(Task statement): Reproduce only this range: the line holding "Objective: for every instance of the tree" through the last line of the data below, both included, exactly, with no pictures.

#### Data supplied ####

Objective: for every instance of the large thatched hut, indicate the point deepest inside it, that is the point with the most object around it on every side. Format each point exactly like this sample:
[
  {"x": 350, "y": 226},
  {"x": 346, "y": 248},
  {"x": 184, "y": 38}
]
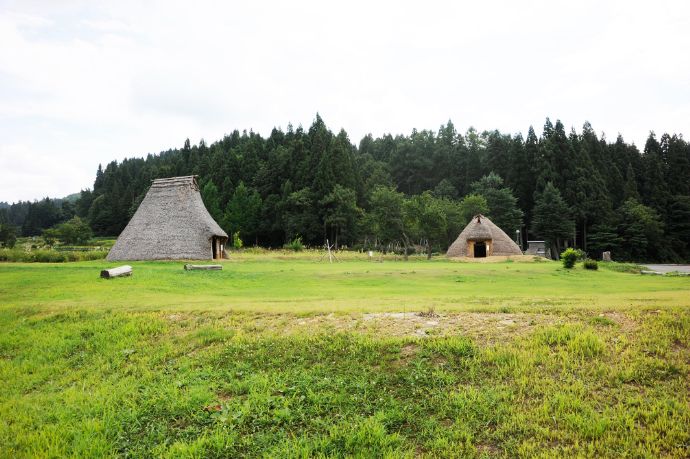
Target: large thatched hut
[
  {"x": 481, "y": 238},
  {"x": 171, "y": 223}
]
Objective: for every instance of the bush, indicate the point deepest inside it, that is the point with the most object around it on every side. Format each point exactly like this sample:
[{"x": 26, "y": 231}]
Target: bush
[
  {"x": 295, "y": 245},
  {"x": 591, "y": 264},
  {"x": 569, "y": 257}
]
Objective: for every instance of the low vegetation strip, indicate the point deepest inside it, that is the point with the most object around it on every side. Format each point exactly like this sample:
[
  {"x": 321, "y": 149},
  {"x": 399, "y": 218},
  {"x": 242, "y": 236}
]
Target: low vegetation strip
[
  {"x": 392, "y": 359},
  {"x": 141, "y": 384}
]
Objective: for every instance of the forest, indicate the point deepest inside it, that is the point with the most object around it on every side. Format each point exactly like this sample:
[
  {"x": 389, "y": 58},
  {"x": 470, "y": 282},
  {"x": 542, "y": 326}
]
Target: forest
[{"x": 409, "y": 191}]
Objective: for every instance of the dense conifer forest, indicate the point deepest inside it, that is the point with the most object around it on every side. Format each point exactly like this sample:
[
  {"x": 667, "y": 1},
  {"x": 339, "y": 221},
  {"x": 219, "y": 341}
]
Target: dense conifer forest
[{"x": 568, "y": 188}]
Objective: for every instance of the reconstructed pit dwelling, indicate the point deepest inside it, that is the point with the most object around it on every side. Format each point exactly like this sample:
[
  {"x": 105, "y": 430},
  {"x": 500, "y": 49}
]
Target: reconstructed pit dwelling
[
  {"x": 171, "y": 223},
  {"x": 481, "y": 238}
]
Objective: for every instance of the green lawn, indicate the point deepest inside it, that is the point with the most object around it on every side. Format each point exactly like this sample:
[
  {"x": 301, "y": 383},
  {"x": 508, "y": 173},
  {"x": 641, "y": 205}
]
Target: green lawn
[{"x": 280, "y": 355}]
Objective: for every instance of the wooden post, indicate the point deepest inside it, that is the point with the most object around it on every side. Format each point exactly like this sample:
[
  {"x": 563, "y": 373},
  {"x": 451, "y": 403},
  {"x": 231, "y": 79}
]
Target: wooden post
[{"x": 120, "y": 271}]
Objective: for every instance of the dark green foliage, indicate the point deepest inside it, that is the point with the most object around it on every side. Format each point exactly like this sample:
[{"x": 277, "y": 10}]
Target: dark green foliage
[
  {"x": 296, "y": 179},
  {"x": 642, "y": 229},
  {"x": 341, "y": 214},
  {"x": 211, "y": 198},
  {"x": 295, "y": 245},
  {"x": 426, "y": 219},
  {"x": 243, "y": 213},
  {"x": 503, "y": 206},
  {"x": 386, "y": 217},
  {"x": 472, "y": 205},
  {"x": 74, "y": 231},
  {"x": 8, "y": 235},
  {"x": 569, "y": 257},
  {"x": 551, "y": 218},
  {"x": 590, "y": 264}
]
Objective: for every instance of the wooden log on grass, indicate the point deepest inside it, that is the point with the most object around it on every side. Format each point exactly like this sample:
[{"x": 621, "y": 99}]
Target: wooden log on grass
[
  {"x": 120, "y": 271},
  {"x": 189, "y": 267}
]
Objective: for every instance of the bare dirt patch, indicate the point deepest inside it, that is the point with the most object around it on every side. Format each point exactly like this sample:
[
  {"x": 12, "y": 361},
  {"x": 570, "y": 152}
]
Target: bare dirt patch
[{"x": 483, "y": 327}]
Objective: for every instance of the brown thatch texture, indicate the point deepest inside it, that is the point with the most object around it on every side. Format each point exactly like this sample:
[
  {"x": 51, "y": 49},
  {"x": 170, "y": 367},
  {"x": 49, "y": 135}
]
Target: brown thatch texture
[
  {"x": 481, "y": 228},
  {"x": 171, "y": 223}
]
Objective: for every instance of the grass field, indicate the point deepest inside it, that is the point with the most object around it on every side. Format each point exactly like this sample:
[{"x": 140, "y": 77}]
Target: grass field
[{"x": 280, "y": 355}]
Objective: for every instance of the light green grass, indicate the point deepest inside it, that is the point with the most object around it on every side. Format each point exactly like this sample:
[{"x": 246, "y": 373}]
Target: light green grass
[
  {"x": 250, "y": 361},
  {"x": 299, "y": 283}
]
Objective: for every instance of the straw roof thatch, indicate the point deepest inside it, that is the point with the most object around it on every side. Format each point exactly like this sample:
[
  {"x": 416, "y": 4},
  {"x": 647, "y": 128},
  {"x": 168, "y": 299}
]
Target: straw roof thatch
[
  {"x": 170, "y": 223},
  {"x": 481, "y": 228}
]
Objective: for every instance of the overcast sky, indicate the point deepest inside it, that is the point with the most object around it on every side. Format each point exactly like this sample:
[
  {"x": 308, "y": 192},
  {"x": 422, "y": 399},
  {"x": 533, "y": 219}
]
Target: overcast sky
[{"x": 85, "y": 82}]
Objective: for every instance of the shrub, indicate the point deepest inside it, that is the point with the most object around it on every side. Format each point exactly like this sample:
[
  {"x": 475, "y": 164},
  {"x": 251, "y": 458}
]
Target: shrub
[
  {"x": 591, "y": 264},
  {"x": 295, "y": 245},
  {"x": 569, "y": 257}
]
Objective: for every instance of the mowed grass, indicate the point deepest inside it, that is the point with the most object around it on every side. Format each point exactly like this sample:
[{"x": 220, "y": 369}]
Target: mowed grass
[
  {"x": 303, "y": 284},
  {"x": 285, "y": 356}
]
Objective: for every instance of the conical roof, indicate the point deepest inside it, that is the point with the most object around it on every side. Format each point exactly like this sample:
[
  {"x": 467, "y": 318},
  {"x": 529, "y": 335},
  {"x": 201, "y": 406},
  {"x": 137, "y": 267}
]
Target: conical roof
[
  {"x": 481, "y": 228},
  {"x": 171, "y": 223}
]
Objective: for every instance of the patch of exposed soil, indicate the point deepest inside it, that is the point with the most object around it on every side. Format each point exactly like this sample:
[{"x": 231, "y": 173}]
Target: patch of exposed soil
[{"x": 483, "y": 327}]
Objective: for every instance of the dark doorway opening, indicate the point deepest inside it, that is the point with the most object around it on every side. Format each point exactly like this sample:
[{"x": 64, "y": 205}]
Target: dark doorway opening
[{"x": 214, "y": 247}]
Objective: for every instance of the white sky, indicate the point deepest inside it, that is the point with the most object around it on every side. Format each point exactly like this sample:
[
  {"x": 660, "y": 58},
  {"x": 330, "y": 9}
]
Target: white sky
[{"x": 86, "y": 82}]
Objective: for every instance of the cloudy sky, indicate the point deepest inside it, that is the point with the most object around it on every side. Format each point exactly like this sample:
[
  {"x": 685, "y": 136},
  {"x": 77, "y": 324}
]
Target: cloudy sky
[{"x": 86, "y": 82}]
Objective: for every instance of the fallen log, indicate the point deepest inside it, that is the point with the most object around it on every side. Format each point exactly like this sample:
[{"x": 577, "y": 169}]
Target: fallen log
[
  {"x": 120, "y": 271},
  {"x": 189, "y": 267}
]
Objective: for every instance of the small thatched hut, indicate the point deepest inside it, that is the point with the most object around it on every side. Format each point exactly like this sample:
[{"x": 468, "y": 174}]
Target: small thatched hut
[
  {"x": 171, "y": 223},
  {"x": 481, "y": 238}
]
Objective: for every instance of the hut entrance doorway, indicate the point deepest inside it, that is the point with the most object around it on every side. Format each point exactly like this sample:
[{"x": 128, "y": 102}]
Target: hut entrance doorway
[
  {"x": 480, "y": 250},
  {"x": 216, "y": 248}
]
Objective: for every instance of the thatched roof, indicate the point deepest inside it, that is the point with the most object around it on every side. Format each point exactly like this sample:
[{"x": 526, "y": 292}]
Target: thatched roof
[
  {"x": 170, "y": 223},
  {"x": 481, "y": 228}
]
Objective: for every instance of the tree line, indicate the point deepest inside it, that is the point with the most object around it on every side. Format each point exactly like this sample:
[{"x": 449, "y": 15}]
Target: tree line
[{"x": 568, "y": 188}]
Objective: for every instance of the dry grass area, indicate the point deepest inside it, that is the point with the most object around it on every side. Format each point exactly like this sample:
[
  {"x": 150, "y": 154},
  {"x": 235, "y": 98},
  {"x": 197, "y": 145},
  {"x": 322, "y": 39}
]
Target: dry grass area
[{"x": 485, "y": 328}]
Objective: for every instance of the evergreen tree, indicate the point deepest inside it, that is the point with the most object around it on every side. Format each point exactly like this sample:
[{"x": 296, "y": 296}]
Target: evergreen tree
[
  {"x": 341, "y": 214},
  {"x": 211, "y": 198},
  {"x": 552, "y": 219},
  {"x": 471, "y": 205},
  {"x": 387, "y": 217},
  {"x": 503, "y": 208},
  {"x": 243, "y": 212}
]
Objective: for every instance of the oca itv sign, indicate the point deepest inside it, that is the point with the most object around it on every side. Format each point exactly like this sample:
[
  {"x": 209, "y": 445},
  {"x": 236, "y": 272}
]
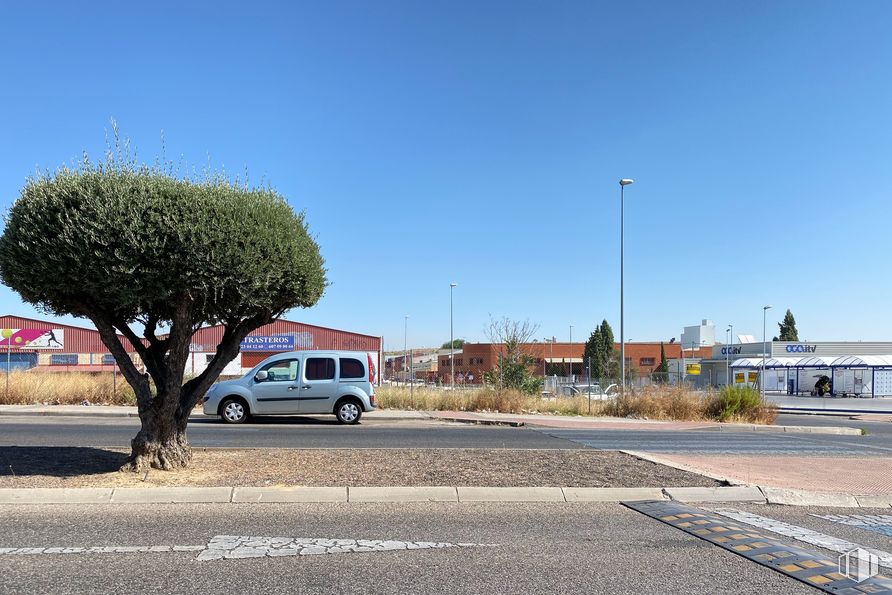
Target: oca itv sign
[{"x": 272, "y": 343}]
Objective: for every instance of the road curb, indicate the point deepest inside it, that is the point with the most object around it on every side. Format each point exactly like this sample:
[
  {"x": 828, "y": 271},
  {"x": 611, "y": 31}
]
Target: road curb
[
  {"x": 480, "y": 422},
  {"x": 717, "y": 426},
  {"x": 115, "y": 411},
  {"x": 433, "y": 494}
]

####

(Written solution):
Objective: for every instance of the tree line, indicate the point deepest inside it, that is the point with the most object around it on every side. Format each point exactly like this sample:
[{"x": 449, "y": 15}]
Target: tree line
[{"x": 568, "y": 188}]
Objective: for every instance of the dry grass area, indicate the point deepest inside it, that is the point with the most object around it on every side. Format each point exactly like this sample:
[
  {"x": 150, "y": 154},
  {"x": 235, "y": 98},
  {"x": 197, "y": 145},
  {"x": 322, "y": 39}
]
Target: dry grass area
[{"x": 485, "y": 328}]
Objective: for every instance of the evergreen tree, indicate the point deepest inside it, that is the point with the most object around it on every side. Format each point exactly like this sample:
[{"x": 296, "y": 296}]
Target: evergreen tree
[
  {"x": 341, "y": 214},
  {"x": 211, "y": 198},
  {"x": 552, "y": 219},
  {"x": 471, "y": 205},
  {"x": 387, "y": 217},
  {"x": 503, "y": 208},
  {"x": 243, "y": 212}
]
Objective: for every instance of the oca itv sign, indicate the point deepest inside it, that is the point with the most object around it on every side. Format each point exactly like this sample:
[
  {"x": 209, "y": 445},
  {"x": 236, "y": 272}
]
Target: oca itv sign
[{"x": 272, "y": 343}]
Objective: for every instance of the road curb, indicate the point deepest inside it, that is the point with the most object around it on every side. Format each point exactly like this sample:
[
  {"x": 828, "y": 271},
  {"x": 611, "y": 31}
]
Target: road curb
[
  {"x": 480, "y": 422},
  {"x": 717, "y": 426},
  {"x": 115, "y": 411},
  {"x": 433, "y": 494}
]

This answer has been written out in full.